Start

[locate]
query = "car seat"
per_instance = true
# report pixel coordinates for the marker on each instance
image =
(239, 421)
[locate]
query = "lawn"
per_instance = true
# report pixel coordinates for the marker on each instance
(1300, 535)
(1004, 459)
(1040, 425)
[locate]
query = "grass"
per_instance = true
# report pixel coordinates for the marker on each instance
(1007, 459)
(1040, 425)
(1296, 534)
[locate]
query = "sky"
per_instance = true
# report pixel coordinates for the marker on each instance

End
Start

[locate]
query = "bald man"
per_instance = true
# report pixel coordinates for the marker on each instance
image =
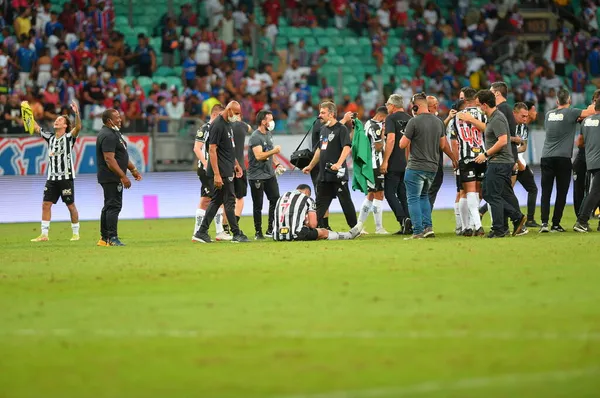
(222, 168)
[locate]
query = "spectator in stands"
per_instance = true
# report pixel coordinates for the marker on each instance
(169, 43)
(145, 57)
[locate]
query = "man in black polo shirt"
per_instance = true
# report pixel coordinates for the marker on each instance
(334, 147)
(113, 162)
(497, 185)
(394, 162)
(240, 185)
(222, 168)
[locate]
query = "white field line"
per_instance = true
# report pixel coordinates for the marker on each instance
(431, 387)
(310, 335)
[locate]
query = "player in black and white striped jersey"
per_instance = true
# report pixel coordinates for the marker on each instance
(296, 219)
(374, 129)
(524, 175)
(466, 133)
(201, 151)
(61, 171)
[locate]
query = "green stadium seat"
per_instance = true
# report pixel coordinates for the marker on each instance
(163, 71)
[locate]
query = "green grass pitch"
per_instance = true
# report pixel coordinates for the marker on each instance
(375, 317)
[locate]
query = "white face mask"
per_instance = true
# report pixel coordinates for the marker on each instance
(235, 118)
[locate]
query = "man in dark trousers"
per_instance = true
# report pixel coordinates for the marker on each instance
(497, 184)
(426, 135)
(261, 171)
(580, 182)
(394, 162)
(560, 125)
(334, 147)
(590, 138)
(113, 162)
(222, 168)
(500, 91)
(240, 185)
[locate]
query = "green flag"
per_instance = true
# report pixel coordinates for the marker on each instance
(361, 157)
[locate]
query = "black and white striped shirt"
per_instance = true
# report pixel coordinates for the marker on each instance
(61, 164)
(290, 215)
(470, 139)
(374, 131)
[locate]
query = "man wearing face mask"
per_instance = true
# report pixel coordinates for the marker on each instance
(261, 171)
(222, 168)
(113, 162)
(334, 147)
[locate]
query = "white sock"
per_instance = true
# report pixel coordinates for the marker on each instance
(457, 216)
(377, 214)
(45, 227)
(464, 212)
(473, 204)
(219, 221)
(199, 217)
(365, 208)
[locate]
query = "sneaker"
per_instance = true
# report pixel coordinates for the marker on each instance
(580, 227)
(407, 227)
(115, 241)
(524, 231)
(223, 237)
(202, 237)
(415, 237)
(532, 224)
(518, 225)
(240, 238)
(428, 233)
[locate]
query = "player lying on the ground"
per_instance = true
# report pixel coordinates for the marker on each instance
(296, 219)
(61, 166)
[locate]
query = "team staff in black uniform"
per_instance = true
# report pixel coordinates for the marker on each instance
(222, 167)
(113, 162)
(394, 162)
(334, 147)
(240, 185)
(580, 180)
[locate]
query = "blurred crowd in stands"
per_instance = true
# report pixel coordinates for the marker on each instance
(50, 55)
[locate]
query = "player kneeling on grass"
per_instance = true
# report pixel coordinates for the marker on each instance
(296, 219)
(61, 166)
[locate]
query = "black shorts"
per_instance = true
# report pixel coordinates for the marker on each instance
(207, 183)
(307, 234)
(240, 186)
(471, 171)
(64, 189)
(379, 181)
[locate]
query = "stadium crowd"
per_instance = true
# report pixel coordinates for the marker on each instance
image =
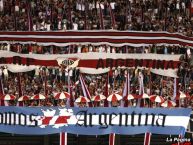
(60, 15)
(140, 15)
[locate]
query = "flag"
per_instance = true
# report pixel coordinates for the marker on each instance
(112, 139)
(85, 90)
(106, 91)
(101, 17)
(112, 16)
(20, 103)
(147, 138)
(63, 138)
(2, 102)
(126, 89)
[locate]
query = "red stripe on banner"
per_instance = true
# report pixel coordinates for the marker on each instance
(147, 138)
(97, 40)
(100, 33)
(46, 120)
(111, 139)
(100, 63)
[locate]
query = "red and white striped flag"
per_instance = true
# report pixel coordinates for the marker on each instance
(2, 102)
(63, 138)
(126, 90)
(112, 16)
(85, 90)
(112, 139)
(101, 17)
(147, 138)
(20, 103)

End

GIVEN TASK
Give only the number of lines in the records above that contain the word "stadium", counting case.

REPLY TO THE TASK
2